### Natural language region descriptions
┄┄┄┄┄┄┄┄┄┄
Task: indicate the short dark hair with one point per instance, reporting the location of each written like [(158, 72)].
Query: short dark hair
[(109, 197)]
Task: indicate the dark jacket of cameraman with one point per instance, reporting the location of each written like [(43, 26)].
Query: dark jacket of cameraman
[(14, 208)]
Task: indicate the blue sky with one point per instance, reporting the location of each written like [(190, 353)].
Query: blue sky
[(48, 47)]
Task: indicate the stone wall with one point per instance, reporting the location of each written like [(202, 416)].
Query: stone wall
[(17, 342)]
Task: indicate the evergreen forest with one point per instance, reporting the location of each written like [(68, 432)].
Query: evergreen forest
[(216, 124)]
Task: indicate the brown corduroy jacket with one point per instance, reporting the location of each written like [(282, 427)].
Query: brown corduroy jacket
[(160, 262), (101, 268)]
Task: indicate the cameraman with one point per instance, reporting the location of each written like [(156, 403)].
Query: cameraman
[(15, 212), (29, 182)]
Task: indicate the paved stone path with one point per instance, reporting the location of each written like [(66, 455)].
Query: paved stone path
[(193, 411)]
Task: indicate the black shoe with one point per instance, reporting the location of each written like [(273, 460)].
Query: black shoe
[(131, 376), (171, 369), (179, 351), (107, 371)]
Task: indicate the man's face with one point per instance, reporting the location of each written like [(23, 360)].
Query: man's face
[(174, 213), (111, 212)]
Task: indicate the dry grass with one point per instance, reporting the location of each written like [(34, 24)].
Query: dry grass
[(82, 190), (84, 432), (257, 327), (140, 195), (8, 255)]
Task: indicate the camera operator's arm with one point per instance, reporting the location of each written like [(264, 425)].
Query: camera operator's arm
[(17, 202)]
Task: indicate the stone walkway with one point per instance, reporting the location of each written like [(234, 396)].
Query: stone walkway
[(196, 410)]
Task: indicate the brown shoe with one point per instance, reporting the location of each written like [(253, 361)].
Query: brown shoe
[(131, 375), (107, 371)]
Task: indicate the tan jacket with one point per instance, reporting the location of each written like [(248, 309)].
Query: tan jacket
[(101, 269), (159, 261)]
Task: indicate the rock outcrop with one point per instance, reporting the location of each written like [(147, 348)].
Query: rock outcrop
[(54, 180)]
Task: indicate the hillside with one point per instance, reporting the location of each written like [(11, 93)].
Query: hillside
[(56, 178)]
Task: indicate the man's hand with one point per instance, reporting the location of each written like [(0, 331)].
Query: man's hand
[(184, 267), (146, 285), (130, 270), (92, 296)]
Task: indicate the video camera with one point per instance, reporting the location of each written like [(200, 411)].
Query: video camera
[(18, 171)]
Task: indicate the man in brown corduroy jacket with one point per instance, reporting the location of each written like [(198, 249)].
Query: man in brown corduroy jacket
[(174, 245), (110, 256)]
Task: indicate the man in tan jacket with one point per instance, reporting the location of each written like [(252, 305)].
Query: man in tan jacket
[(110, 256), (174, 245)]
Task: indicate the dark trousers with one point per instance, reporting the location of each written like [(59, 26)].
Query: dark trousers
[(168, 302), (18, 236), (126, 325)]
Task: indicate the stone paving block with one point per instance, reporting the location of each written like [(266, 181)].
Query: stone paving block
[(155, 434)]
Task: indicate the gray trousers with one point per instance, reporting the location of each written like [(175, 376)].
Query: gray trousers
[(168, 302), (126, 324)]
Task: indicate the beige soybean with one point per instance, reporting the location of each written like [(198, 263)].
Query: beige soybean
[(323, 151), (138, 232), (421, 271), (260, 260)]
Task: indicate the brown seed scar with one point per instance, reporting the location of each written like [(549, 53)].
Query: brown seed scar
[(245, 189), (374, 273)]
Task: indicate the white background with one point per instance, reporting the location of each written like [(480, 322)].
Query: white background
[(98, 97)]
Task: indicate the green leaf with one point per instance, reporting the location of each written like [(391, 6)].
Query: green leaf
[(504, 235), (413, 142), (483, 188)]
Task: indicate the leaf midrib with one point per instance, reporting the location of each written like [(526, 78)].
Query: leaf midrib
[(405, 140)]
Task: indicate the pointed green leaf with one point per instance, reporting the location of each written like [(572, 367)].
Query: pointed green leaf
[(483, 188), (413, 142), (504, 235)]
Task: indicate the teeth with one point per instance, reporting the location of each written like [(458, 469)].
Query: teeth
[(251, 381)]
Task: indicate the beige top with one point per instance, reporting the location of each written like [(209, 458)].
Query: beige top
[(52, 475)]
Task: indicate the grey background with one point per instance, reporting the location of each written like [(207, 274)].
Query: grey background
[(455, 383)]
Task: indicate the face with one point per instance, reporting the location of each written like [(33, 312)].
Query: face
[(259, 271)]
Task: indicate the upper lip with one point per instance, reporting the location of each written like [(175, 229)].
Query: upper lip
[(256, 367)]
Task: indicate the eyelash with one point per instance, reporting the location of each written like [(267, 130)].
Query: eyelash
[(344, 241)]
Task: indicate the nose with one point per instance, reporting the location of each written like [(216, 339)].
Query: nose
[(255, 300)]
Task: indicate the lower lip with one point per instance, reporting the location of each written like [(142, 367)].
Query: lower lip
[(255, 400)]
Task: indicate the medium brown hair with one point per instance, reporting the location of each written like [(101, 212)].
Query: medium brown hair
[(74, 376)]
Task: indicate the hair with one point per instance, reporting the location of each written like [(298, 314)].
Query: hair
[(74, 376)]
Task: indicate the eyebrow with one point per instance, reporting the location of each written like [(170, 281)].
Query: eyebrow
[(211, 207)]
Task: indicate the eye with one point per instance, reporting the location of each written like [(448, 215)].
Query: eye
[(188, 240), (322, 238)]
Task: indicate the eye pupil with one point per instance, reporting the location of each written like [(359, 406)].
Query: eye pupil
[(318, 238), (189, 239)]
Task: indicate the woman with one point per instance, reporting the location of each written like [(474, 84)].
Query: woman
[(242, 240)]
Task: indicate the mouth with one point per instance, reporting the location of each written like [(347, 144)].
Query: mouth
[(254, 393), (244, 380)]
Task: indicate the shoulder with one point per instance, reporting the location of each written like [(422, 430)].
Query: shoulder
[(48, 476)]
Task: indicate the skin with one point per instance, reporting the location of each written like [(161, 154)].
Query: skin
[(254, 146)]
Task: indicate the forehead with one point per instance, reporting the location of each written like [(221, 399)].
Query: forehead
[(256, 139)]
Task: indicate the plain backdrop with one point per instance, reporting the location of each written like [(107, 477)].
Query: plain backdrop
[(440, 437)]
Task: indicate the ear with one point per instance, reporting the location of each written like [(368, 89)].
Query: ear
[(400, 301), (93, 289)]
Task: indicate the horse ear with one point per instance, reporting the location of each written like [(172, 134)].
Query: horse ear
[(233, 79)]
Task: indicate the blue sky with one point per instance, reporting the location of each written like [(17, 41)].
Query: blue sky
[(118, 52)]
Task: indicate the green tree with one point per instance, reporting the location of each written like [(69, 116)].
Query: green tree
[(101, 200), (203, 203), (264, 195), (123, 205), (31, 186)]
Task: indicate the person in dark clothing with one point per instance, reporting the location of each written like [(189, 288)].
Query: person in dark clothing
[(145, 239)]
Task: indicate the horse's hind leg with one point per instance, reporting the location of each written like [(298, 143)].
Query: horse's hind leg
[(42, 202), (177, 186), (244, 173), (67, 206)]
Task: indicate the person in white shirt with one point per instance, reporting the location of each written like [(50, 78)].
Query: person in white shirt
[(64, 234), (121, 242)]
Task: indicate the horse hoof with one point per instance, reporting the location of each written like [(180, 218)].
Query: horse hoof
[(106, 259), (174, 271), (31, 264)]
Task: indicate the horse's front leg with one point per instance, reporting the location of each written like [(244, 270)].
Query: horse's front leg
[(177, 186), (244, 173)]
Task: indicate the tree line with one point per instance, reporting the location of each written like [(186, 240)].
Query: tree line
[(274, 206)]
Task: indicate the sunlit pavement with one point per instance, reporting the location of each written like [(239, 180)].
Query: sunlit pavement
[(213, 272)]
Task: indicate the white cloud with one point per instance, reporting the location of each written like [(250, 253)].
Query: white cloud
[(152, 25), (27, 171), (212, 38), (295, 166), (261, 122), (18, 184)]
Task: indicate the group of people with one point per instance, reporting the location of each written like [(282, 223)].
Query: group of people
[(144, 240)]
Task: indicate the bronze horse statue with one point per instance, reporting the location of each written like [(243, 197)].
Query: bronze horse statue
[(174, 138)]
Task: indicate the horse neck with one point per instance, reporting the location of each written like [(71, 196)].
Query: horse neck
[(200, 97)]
┄┄┄┄┄┄┄┄┄┄
Would you restate word for word every line from the one holding "Query: person in dark clothing" to the end of the entries, both ends included?

Query: person in dark clothing
[(145, 239)]
Task: indicate the horse's hind leg with one point per instance, reporting the location of each written like [(298, 143)].
Query: horse's hind leg
[(42, 202), (177, 186), (244, 173), (67, 206)]
Task: indicate the person in white shirt with one point per instance, reporting the location of each written like [(50, 78)].
Query: person in white shirt
[(64, 234), (121, 242)]
Task: indicate the horse hoof with one point per instance, reporting the location of each written like [(180, 218)].
Query: horse hoof
[(106, 259), (174, 271), (31, 264)]
Task: indicate the horse's front leg with one point per instance, reporting the location of each written like [(244, 270)].
Query: horse's front leg
[(177, 186), (244, 173)]
Task: indicate the tree line with one point per instance, reporting the location of each written like [(186, 240)].
Query: tree line
[(274, 206)]
Task: indicate the sunlit pavement with one point per instance, reporting the location of each written like [(239, 180)].
Query: sunlit pavement
[(213, 272)]
Task: indicate the white cloud with one point per instance, reporting the location of each written like [(250, 253)].
Query: white cloud
[(152, 25), (27, 171), (212, 38), (295, 166), (261, 122), (18, 184)]
Task: indicate the group of people with one point per instance, reporting the location of each written like [(282, 223)].
Query: group of people
[(144, 240)]
Task: indicate the bronze horse statue with one point per instance, reporting the location of each written like [(243, 197)].
Query: bronze horse statue
[(174, 138)]
Task: indicate the horse neck with one point per instance, reporting the location of each written like [(71, 196)].
Query: horse neck
[(200, 97)]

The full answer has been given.